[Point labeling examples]
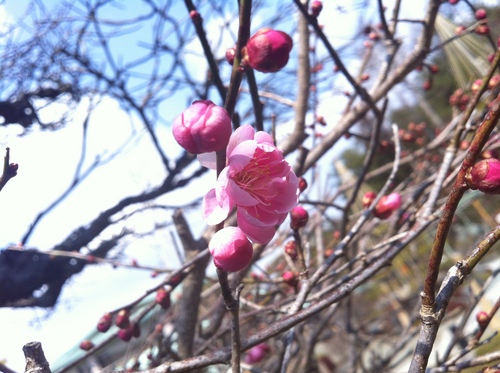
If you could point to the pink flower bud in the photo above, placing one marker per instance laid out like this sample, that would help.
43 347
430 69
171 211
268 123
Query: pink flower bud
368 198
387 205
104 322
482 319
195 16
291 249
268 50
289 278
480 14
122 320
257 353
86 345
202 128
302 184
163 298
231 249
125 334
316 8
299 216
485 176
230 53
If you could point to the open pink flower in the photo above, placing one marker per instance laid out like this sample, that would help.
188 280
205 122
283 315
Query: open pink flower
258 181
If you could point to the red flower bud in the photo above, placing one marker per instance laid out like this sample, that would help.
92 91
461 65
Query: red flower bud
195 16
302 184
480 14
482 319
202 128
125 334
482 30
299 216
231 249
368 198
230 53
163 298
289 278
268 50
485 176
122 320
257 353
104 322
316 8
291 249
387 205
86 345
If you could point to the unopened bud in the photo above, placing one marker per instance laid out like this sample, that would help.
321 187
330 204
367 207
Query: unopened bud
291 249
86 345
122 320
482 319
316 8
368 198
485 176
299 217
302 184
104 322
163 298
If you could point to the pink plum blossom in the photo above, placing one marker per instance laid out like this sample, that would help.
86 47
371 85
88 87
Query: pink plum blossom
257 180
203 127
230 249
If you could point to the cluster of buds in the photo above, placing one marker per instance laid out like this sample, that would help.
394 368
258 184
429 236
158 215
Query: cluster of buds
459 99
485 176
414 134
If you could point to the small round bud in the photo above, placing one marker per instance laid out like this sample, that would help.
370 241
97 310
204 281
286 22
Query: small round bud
* * *
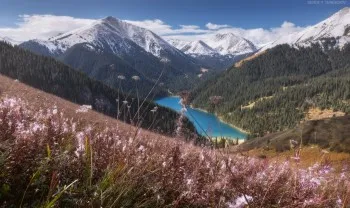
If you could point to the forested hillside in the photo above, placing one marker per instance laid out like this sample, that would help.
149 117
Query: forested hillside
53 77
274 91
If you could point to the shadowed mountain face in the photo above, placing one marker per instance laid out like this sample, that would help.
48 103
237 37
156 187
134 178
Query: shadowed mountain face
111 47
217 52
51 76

> **What needs to be done**
Gather and copy every line of the records that contains the string "unopened". Case counts when matching.

> **Problem solution**
If you could point to the unopened bud in the photo above, placing one marker per instance laid out like this sample, that would help.
Query: unopened bud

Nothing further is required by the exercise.